_Excerpted passage_
Shenyi-Z / ToCa

Accelerating Diffusion Transformers with Token-wise Feature Caching
MIT License
27 stars 1 forks source link

Questions about cache memory occupation. #3

Closed Edwardmark closed 1 month ago

Edwardmark commented 1 month ago

Thanks for your great work! It seems that toca need to keep cache of all blocks of all tokens, it will need too much memory if the layers and the tokens number is big. Is that true?

Shenyi-Z commented 1 month ago

Thanks for focusing on our work! You are right; the problem does exist. We have recently found that memory occupation can be reduced by quantizing. 8-bit quantization seems not to affect the performance of OpenSora-ToCa.

Edwardmark commented 1 month ago

We have recently found that memory occupation can be reduced by quantizing. 8-bit quantization seems not to affect the performance of OpenSora-ToCa.

_Short task_
Continue the ToCa cache memory thread from its last comment.

_Information given_
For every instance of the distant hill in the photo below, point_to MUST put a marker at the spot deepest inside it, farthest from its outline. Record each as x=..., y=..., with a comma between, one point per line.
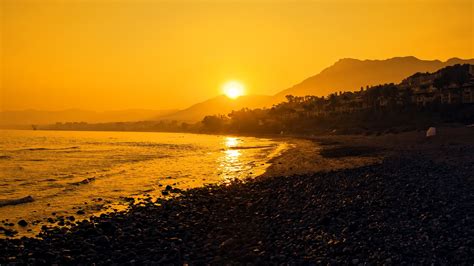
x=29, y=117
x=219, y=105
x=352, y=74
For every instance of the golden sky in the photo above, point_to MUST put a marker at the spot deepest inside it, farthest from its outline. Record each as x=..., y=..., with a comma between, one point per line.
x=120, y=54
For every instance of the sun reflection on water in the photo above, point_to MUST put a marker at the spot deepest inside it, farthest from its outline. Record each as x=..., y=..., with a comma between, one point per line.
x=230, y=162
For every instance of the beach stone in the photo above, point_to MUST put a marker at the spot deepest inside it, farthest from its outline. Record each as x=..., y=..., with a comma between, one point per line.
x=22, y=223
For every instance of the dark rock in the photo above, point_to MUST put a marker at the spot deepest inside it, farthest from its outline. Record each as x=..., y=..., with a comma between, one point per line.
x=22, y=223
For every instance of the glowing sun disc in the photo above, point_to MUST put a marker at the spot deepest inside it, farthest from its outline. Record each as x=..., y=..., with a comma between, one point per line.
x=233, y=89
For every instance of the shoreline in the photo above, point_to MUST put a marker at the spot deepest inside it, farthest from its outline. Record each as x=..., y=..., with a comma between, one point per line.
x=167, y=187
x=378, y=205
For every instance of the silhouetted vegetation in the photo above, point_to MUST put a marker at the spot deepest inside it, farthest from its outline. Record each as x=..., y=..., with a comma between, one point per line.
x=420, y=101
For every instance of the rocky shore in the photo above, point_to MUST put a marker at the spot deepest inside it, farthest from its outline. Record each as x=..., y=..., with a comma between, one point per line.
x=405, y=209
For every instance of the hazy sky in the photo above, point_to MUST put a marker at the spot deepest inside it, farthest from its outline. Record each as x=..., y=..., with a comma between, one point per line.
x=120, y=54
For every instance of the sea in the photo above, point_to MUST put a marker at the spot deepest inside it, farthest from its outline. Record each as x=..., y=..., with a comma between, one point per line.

_Answer to the problem_
So what is the memory required for OpenSora-ToCa for your setting?

Shenyi-Z commented 1 month ago

We haven't systematically tested it yet, but a single 80GB A800 is sufficient for inference.

Shenyi-Z commented 1 month ago

Hi, we have tested and it seems 54GB is needed if no quantization is done. (for 2s 480p video generation)

Edwardmark commented 1 month ago

Hi, we have tested and it seems 54GB is needed if no quantization is done. (for 2s 480p video generation)

thanks.